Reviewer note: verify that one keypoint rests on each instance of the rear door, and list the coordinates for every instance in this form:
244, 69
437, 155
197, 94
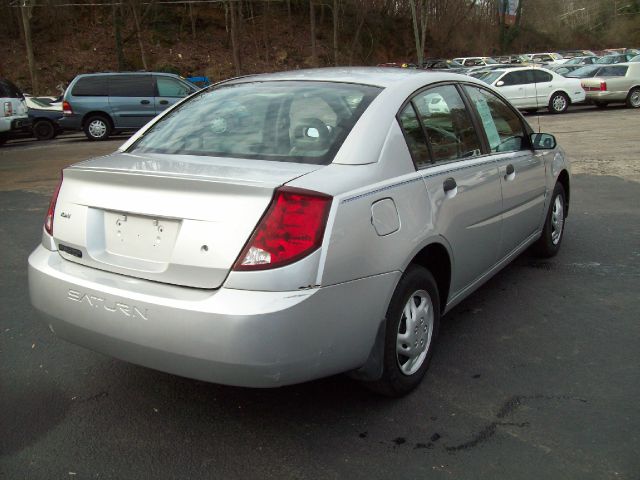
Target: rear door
169, 90
132, 100
521, 170
459, 179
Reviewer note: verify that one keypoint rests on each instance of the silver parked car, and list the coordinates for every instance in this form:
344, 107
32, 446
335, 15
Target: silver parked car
279, 228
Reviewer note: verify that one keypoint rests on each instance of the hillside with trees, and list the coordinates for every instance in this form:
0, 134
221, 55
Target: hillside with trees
45, 43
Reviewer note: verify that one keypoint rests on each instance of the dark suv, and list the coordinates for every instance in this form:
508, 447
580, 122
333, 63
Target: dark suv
105, 103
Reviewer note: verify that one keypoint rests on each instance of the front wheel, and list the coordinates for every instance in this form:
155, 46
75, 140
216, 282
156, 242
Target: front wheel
633, 99
97, 128
548, 244
413, 320
558, 103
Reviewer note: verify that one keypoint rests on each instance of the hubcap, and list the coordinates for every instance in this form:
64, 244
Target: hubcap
559, 103
557, 220
97, 128
414, 332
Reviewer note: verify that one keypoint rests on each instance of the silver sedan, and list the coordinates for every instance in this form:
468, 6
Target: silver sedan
279, 228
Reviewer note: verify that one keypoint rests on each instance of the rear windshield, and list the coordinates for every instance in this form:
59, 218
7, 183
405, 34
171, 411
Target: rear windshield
9, 90
288, 121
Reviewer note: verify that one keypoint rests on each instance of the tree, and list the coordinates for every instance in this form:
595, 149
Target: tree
26, 10
419, 16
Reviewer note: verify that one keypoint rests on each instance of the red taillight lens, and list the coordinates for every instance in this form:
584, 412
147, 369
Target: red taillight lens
66, 108
48, 220
291, 229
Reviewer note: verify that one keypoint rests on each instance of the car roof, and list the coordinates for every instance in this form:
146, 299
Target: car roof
374, 76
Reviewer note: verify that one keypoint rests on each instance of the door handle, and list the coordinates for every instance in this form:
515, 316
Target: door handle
450, 185
511, 172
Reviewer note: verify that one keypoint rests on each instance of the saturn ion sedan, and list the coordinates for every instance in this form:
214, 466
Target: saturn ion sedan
279, 228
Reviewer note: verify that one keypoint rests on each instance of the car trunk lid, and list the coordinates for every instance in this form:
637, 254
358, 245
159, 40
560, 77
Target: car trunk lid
175, 219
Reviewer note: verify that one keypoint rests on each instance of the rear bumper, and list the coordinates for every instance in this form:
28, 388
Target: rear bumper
233, 337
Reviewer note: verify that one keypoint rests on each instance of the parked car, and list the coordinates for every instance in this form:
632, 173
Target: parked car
13, 113
611, 59
532, 88
618, 83
443, 64
284, 227
45, 117
475, 61
546, 58
104, 103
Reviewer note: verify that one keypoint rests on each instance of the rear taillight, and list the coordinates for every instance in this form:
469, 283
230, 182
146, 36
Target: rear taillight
66, 108
48, 221
291, 228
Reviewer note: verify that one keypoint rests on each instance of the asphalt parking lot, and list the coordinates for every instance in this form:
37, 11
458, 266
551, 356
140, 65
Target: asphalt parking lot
536, 375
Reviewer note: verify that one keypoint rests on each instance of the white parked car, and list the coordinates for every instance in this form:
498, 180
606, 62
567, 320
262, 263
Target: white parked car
532, 88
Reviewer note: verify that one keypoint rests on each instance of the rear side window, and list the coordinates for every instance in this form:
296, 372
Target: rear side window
519, 77
95, 86
9, 90
414, 135
170, 87
447, 123
286, 121
617, 71
541, 77
131, 86
502, 126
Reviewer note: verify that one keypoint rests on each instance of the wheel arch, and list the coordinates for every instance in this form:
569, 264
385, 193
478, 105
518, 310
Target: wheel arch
97, 113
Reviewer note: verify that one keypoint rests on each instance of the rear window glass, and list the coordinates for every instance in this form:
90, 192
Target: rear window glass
288, 121
91, 87
9, 90
131, 86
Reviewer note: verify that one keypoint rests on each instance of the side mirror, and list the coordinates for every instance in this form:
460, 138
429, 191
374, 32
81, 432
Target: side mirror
543, 141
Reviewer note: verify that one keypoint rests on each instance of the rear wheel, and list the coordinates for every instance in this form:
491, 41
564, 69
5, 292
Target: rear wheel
97, 127
44, 130
413, 320
558, 103
633, 99
549, 243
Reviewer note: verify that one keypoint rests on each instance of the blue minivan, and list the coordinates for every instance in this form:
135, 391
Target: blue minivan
104, 103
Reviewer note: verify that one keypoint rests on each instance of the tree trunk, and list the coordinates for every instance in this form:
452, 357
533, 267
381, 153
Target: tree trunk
26, 11
312, 19
138, 34
335, 32
117, 24
234, 38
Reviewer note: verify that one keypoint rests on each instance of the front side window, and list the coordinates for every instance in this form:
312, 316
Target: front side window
502, 126
447, 123
287, 121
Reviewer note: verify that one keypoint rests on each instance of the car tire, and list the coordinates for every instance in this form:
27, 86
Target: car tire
559, 102
44, 130
549, 242
405, 364
97, 127
633, 99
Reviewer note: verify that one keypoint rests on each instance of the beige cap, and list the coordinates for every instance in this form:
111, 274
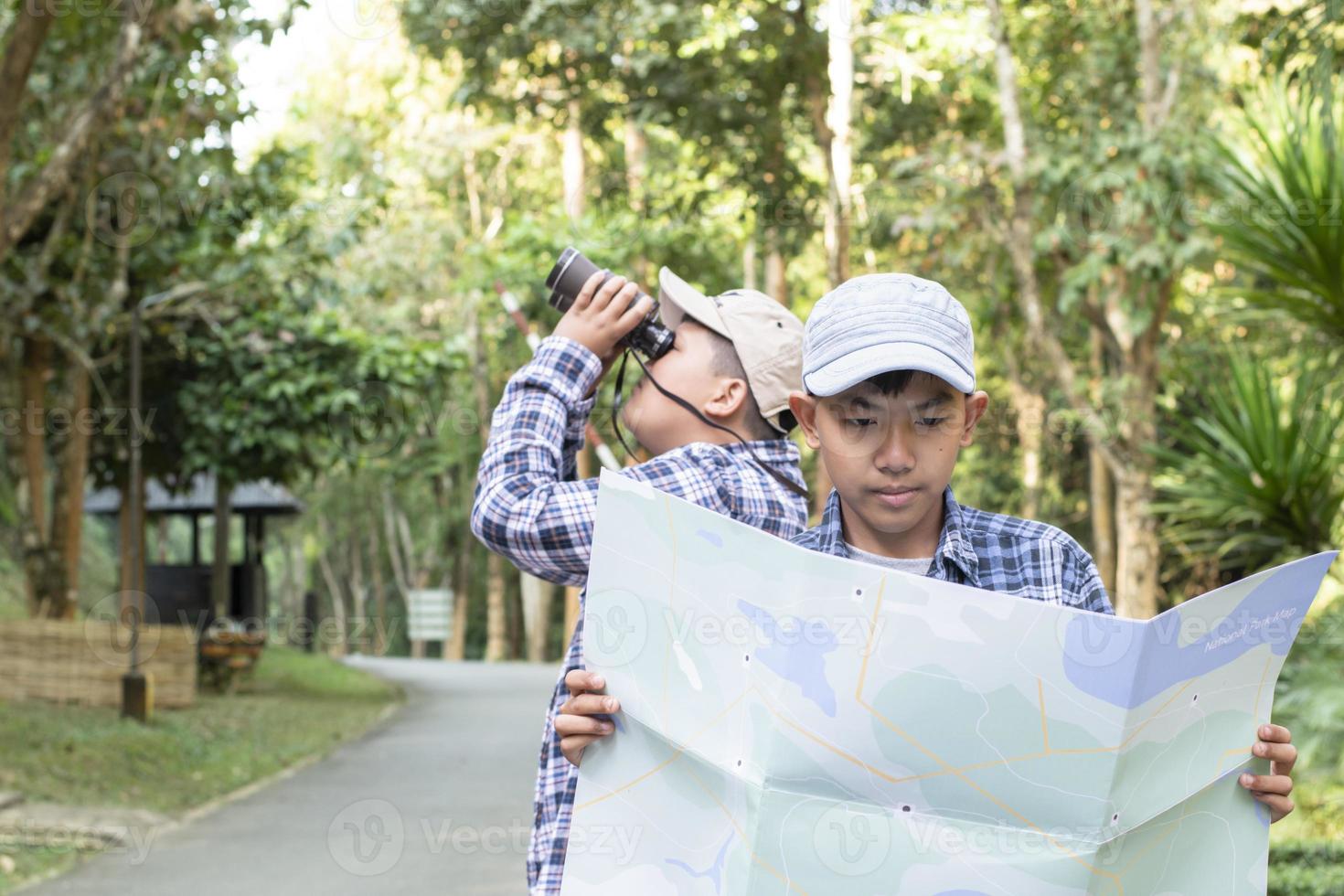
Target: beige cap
766, 335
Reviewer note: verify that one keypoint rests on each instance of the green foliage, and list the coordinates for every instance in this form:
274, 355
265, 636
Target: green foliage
1307, 868
1278, 169
296, 706
1252, 470
1309, 700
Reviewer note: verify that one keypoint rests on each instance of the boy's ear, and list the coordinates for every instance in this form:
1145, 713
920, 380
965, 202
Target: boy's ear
976, 404
728, 400
804, 409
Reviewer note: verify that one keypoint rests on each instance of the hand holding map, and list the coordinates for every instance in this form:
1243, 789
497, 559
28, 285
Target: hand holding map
803, 723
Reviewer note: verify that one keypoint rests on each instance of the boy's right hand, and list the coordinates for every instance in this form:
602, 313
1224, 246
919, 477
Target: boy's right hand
601, 317
581, 719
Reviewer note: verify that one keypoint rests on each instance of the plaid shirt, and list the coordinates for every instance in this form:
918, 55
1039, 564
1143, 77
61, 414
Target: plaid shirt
528, 512
995, 552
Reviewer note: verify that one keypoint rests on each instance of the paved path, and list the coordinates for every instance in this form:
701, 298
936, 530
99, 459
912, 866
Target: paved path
437, 801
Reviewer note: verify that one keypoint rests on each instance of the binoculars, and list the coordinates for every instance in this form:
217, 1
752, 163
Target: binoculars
565, 281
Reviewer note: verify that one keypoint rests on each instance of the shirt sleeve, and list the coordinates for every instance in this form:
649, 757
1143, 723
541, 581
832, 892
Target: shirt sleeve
1083, 587
525, 507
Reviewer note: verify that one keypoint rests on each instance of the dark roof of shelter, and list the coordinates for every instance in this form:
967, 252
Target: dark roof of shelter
261, 496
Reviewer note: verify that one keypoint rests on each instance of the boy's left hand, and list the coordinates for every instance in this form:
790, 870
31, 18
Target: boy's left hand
1275, 787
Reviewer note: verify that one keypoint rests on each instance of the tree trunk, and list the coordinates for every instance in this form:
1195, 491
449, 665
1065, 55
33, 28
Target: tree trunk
496, 610
456, 645
337, 598
33, 394
379, 592
1100, 485
68, 521
572, 606
1103, 493
1029, 423
636, 166
1137, 557
571, 162
835, 137
357, 594
749, 275
85, 123
219, 569
26, 37
537, 603
775, 269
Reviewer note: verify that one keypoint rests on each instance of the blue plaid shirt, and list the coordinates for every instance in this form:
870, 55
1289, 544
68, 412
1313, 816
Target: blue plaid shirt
992, 551
527, 511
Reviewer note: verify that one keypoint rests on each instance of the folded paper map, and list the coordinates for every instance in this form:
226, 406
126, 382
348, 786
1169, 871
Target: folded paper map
797, 723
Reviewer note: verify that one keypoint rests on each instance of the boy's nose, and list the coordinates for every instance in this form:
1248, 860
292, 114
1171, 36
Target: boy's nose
895, 454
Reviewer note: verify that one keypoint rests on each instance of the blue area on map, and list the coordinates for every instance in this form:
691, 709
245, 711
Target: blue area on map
797, 653
714, 872
711, 538
1128, 663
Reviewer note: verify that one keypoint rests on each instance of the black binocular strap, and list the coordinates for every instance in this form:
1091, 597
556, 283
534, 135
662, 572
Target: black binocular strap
677, 400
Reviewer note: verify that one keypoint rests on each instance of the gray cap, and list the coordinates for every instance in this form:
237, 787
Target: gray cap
765, 334
880, 323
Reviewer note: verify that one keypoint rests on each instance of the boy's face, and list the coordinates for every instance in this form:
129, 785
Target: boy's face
688, 371
890, 457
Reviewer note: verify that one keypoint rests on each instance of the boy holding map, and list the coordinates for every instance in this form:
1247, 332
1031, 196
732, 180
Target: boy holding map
732, 363
889, 400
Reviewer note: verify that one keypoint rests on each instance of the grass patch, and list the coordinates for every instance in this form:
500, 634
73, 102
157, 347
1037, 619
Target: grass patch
294, 706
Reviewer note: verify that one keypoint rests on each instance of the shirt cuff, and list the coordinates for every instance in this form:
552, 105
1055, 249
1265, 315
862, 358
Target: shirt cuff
566, 368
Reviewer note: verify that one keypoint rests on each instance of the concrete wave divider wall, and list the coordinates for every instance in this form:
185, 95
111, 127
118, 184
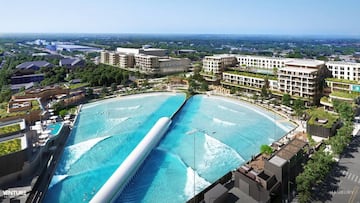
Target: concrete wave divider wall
120, 178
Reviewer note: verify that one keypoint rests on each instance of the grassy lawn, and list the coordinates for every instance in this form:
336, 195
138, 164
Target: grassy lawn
319, 113
78, 85
342, 81
345, 94
10, 146
254, 75
4, 114
9, 129
325, 99
35, 105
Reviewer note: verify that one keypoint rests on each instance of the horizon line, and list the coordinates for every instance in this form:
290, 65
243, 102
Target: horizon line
185, 34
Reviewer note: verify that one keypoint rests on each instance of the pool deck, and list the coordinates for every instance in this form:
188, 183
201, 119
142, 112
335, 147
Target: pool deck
300, 125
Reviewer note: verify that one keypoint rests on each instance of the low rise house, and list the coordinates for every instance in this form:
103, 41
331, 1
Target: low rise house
71, 63
31, 67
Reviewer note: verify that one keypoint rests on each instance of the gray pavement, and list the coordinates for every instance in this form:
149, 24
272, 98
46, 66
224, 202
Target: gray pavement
343, 184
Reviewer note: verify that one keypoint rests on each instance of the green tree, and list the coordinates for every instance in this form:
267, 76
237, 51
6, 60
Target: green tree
275, 70
113, 87
299, 107
62, 113
286, 99
266, 149
345, 110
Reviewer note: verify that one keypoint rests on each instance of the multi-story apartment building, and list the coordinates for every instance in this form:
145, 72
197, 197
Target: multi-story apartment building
144, 50
345, 83
113, 59
300, 78
104, 57
126, 60
344, 70
248, 80
135, 60
261, 61
147, 63
213, 66
173, 65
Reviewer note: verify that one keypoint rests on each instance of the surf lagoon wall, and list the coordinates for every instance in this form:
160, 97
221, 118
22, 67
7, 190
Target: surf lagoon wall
117, 182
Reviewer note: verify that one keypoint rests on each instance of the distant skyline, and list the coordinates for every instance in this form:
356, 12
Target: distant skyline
261, 17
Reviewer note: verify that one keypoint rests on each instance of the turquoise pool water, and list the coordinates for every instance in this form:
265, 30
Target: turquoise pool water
104, 134
209, 137
55, 128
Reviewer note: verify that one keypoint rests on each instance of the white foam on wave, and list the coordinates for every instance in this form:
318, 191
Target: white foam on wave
215, 148
56, 179
74, 152
194, 183
129, 107
118, 120
227, 109
191, 132
285, 128
219, 121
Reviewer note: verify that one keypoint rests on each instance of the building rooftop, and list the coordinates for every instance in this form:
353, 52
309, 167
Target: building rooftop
287, 152
278, 161
342, 63
305, 63
31, 64
25, 85
69, 61
146, 56
27, 76
264, 57
299, 70
220, 56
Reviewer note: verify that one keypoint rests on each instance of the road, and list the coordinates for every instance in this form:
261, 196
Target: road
343, 185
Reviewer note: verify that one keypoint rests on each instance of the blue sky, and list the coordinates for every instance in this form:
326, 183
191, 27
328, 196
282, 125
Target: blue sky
278, 17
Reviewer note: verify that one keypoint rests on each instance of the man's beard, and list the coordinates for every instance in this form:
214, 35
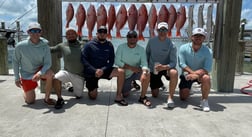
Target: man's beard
72, 41
102, 39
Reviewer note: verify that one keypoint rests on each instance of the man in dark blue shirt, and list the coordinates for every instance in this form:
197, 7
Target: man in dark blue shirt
98, 59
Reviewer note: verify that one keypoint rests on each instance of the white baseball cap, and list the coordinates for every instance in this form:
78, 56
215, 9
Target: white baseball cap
200, 31
162, 24
34, 25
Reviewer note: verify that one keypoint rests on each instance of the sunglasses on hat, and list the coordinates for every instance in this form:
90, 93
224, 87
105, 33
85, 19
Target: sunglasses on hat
102, 31
35, 30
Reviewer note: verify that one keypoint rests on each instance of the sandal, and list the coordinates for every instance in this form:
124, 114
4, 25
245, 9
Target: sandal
145, 101
49, 102
135, 85
122, 102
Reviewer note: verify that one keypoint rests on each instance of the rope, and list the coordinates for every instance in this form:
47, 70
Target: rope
248, 86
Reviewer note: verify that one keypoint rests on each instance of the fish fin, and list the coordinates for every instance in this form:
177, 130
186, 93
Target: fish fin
169, 34
118, 34
109, 36
178, 34
141, 37
67, 25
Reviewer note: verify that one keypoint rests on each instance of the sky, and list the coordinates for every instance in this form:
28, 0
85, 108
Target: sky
25, 11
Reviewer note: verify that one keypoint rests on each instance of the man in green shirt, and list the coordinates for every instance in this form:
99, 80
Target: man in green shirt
73, 68
131, 58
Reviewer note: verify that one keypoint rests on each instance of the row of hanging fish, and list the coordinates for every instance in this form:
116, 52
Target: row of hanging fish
137, 19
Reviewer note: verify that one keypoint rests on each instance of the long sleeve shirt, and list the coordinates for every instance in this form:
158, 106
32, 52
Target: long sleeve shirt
135, 57
28, 58
163, 52
71, 53
202, 59
96, 55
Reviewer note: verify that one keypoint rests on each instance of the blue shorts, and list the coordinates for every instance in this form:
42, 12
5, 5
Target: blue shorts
127, 83
186, 83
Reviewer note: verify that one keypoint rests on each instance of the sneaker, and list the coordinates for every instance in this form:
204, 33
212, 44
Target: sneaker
59, 104
170, 103
204, 105
49, 102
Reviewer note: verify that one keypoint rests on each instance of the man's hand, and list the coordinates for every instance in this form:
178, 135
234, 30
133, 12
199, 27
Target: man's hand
98, 73
18, 83
36, 77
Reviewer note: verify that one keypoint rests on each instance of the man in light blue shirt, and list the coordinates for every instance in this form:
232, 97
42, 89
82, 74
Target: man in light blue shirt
131, 60
195, 59
31, 63
162, 61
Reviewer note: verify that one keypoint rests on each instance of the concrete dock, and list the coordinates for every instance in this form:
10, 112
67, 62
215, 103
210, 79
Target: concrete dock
230, 114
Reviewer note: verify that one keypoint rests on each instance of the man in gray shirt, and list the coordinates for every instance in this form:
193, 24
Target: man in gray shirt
162, 60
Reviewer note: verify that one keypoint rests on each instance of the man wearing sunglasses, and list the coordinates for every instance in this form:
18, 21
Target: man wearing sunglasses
73, 68
131, 59
31, 63
98, 58
195, 59
162, 60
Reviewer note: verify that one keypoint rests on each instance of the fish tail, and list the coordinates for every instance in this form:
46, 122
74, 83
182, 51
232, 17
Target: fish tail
109, 36
178, 34
118, 34
169, 34
79, 32
141, 37
67, 25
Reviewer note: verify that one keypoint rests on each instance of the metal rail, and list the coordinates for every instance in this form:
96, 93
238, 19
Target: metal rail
146, 1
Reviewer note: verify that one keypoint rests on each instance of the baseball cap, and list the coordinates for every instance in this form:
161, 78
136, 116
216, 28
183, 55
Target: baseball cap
132, 33
200, 31
162, 24
34, 25
102, 29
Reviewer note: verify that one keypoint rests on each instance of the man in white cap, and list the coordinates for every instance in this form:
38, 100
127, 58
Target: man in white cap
131, 59
195, 60
73, 68
31, 63
98, 58
162, 60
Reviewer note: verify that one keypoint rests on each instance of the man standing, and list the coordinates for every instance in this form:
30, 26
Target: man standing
195, 59
132, 59
98, 58
162, 60
31, 63
73, 68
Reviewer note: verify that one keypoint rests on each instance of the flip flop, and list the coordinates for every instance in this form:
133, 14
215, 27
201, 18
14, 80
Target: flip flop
121, 102
145, 101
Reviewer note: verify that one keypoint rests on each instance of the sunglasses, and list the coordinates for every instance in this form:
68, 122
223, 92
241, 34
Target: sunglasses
35, 30
198, 35
132, 36
102, 31
162, 30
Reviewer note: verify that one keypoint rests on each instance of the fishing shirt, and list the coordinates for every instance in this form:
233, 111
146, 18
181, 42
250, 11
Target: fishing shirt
202, 59
96, 55
135, 57
28, 58
163, 52
71, 53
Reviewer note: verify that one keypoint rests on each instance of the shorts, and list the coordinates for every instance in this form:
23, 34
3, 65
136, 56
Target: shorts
● ● ●
(Required work) Leave out every line before the one containing "white cap, and"; set down that line and all remaining lines of the material exactly.

(Exercise answer)
Reviewer note: verify that one keypoint rests on each instance of the man in white cap, and list the coordinates for every instance in this form:
38, 100
127, 58
Target: man in white cap
131, 59
195, 60
73, 68
31, 63
98, 58
162, 60
Reviewer note: verify that one keypoint rests on each instance of the man standing, and list the coordinates for every instance in this form:
30, 26
Target: man standing
195, 59
132, 59
98, 58
162, 60
31, 63
73, 68
Reviewer note: verify that one keypoint rests on each instance of the flip flop, and list the coordinates for every instance in this form:
133, 14
215, 27
201, 18
14, 80
Target: flip flop
121, 102
145, 101
Reviewer note: verify that one keypoint rests on each instance of the sunglasses, and list the coordinates for every instance in this form:
68, 122
223, 92
241, 34
Target: sunglasses
35, 30
198, 35
132, 36
102, 31
162, 30
Reviewer note: verify that one keypoint rests on each instance of the fishing shirt, and list the coordinates for every instance in this form:
233, 111
146, 18
181, 42
250, 11
Target: fishing shirt
202, 59
96, 55
135, 57
28, 58
163, 52
71, 53
Reviewer note: verify that one keypoint rests on each instance of the shorts, and list the coordinates for every instance in this form:
23, 34
3, 65
136, 56
Target: shorts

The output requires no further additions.